(Stored items from a collection)
* * * * * * *
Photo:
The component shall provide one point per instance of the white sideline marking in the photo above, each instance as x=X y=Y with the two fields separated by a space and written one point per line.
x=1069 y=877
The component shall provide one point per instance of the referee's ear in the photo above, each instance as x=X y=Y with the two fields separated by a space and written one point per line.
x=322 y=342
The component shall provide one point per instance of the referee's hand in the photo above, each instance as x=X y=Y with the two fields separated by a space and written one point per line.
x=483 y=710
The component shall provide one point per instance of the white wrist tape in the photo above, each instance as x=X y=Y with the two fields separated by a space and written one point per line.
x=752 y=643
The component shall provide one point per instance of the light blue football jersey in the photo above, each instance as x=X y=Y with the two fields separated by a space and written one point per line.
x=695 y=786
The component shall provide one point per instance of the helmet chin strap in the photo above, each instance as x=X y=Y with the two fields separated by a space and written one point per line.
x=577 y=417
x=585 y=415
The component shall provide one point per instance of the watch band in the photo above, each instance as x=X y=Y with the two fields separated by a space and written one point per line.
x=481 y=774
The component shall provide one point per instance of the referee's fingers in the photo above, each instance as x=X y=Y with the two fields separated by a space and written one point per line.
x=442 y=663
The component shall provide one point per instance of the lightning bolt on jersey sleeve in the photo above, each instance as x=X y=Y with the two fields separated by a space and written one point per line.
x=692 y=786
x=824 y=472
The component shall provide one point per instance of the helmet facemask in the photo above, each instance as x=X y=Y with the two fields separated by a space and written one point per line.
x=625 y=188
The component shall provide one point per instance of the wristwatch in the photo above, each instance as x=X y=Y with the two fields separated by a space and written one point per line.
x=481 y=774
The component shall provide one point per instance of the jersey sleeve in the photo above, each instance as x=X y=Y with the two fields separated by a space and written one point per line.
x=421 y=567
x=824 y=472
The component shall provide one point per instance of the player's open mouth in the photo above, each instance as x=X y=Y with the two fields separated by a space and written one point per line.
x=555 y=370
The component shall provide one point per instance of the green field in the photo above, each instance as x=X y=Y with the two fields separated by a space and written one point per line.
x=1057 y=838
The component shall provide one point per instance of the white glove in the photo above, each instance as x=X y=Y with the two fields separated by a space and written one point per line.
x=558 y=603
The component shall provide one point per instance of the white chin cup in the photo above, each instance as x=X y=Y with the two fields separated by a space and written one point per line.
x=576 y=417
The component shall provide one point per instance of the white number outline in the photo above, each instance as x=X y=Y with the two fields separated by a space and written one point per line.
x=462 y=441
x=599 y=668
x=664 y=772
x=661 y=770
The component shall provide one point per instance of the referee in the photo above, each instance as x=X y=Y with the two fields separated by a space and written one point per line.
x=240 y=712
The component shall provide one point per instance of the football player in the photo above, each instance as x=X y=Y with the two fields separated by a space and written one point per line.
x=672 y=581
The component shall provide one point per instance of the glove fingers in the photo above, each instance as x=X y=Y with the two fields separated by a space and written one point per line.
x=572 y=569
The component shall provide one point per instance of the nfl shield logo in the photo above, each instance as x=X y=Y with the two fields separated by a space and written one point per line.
* * * * * * *
_WHAT TO DO_: Quote exactly and only the lines from the one holding "of the football" through the end of the data.

_THE RESPONSE_:
The component shall provide one point per instance of the football player in the photo above, each instance as x=X y=Y with the two fields separated by a space and written one point per line.
x=672 y=581
The component shall provide one point per instance of the glove fingers in the photo above, each instance as x=X y=Y with the two fields separated by a space and written one point per line.
x=572 y=569
The component shall provide one point per instance of the nfl shield logo in the photo above, each instance as x=X y=Y with the two fields separated by a space and written one point per line.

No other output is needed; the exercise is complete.